__GIVEN PROBLEM 1__:
Pick out every row below that contains the string "narrow" and copy each of those rows in full.

__EXCERPT PROVIDED__:
<<<<

Audio
Sergio Holas (Part 2)
Concluding an interview with this Chilean-Australian poet, academic and translator.
This Vision Australia series features conversations on the work and experiences of emerging writers from a diversity of creative contexts, with reflections from other producers and distributors of new Australian writing.
This is Part 2 of an interview with Sergio Holas Véliz - Chilean-Australian poet, academic and translator.
Speaker 1 00:02
This is a Vision Australia Radio podcast.
Speaker 2 00:18
On Vision Australia Radio, welcome to our conversations on the work and experiences of emerging writers. I'm Kate Cooper and I guess today is the Chilean-Australian poet, academic and translator, Sergio Holas Veliz. We spoke last week about Sergio's background from Valparaiso and from a family of teachers and about his academic work in literature and philosophy. And we spoke about the relationship between languages and the different language influences in our community. I'm delighted to continue the conversation with Sergio this week to talk more about writing and translating poetry. Sergio, welcome to the programme.
Sergio, in your poetry and in your translating, you move between and among languages. Would you read for us your poem Degrees of Separation from your collection Adelaide, Rambling on My Mind?

>>>>

__INPUT ROWS__:

<<<<

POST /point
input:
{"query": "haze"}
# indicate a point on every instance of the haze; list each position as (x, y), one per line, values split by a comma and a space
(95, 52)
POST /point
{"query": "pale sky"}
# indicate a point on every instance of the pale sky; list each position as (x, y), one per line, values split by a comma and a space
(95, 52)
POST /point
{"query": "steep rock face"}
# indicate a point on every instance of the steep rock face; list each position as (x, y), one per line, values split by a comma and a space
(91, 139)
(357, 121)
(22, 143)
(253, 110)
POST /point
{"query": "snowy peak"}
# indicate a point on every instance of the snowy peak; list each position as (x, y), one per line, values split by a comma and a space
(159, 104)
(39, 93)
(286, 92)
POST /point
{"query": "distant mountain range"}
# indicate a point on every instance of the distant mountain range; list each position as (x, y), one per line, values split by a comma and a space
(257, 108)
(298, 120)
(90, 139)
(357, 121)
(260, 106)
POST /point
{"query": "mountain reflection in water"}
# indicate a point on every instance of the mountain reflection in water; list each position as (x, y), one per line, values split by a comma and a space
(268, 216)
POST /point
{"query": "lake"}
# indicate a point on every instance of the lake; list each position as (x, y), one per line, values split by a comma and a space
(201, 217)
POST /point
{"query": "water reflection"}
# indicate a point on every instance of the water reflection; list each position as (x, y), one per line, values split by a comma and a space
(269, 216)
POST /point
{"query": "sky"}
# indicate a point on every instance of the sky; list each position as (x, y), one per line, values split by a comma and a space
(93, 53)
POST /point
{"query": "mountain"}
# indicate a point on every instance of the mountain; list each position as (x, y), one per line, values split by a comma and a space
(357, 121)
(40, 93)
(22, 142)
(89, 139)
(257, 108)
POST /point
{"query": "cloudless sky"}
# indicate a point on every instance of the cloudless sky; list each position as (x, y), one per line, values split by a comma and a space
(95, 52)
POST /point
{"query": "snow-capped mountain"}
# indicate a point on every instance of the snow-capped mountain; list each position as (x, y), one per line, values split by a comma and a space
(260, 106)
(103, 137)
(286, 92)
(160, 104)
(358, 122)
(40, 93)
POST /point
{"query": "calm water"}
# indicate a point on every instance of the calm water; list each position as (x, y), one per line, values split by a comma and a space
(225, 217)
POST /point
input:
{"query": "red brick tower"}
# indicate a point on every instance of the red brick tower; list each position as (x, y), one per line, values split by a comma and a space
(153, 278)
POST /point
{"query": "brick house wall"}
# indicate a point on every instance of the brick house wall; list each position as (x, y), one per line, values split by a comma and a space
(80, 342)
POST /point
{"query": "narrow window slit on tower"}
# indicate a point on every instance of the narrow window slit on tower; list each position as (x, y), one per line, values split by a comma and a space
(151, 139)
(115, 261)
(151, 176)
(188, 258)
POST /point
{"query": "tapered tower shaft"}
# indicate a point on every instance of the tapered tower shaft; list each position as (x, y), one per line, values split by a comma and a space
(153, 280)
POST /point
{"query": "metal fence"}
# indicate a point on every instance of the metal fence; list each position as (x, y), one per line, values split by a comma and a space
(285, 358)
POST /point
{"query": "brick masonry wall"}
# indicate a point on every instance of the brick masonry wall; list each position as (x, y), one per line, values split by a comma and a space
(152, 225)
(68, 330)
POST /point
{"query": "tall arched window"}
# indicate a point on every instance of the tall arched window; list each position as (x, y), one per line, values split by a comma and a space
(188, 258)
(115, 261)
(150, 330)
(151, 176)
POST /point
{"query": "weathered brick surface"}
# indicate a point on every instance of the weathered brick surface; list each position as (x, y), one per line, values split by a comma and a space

>>>>

__GIVEN PROBLEM 2__:
List the roles the podcast interview page above uses to describe Sergio Holas.

__TASK SOLUTION 1__:
{"query": "narrow window slit on tower"}
# indicate a point on every instance of the narrow window slit on tower; list each position as (x, y), one per line, values split by a comma and a space

__TASK SOLUTION 2__:
Poet
Academic
Translator